- THE TASK:
Pick out every line in the records below that contains the string "label", and copy each of those lines.

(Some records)
***

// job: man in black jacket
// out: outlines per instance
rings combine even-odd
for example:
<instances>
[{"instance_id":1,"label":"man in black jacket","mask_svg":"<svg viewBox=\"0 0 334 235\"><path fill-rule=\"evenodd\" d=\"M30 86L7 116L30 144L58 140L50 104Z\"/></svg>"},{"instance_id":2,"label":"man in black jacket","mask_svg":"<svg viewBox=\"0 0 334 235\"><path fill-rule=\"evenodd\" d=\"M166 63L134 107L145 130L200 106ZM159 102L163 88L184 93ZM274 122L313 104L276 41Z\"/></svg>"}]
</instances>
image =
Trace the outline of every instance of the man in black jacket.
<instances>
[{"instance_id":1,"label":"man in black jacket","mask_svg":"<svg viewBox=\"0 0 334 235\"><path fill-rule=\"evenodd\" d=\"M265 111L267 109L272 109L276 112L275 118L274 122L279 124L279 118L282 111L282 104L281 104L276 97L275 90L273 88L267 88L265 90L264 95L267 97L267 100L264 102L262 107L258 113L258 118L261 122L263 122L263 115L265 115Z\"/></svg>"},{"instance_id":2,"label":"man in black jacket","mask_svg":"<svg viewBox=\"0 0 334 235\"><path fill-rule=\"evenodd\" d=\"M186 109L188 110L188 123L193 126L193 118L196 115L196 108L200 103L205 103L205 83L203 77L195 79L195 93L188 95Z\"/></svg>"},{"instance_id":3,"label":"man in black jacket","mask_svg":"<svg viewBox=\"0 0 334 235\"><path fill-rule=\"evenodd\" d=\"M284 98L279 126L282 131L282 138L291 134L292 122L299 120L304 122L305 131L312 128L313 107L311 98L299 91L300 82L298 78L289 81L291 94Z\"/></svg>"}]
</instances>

***

- RESPONSE TO THIS EXERCISE:
[{"instance_id":1,"label":"man in black jacket","mask_svg":"<svg viewBox=\"0 0 334 235\"><path fill-rule=\"evenodd\" d=\"M30 86L7 116L30 144L58 140L50 104Z\"/></svg>"},{"instance_id":2,"label":"man in black jacket","mask_svg":"<svg viewBox=\"0 0 334 235\"><path fill-rule=\"evenodd\" d=\"M166 63L134 107L145 130L200 106ZM159 102L163 88L184 93ZM274 122L313 104L276 41Z\"/></svg>"}]
[{"instance_id":1,"label":"man in black jacket","mask_svg":"<svg viewBox=\"0 0 334 235\"><path fill-rule=\"evenodd\" d=\"M265 111L267 109L272 109L276 112L275 118L274 122L279 124L279 118L282 111L282 104L281 104L276 97L275 90L273 88L267 88L265 90L264 95L267 97L267 100L264 102L262 107L258 113L258 118L261 122L263 122L263 115L265 115Z\"/></svg>"},{"instance_id":2,"label":"man in black jacket","mask_svg":"<svg viewBox=\"0 0 334 235\"><path fill-rule=\"evenodd\" d=\"M186 109L188 110L188 123L193 126L193 118L196 115L196 108L200 103L205 103L205 83L203 77L195 79L195 93L188 95Z\"/></svg>"},{"instance_id":3,"label":"man in black jacket","mask_svg":"<svg viewBox=\"0 0 334 235\"><path fill-rule=\"evenodd\" d=\"M284 98L279 126L282 131L282 138L291 134L292 122L299 120L304 122L305 131L312 128L313 107L311 98L299 91L300 82L298 78L289 81L291 94Z\"/></svg>"}]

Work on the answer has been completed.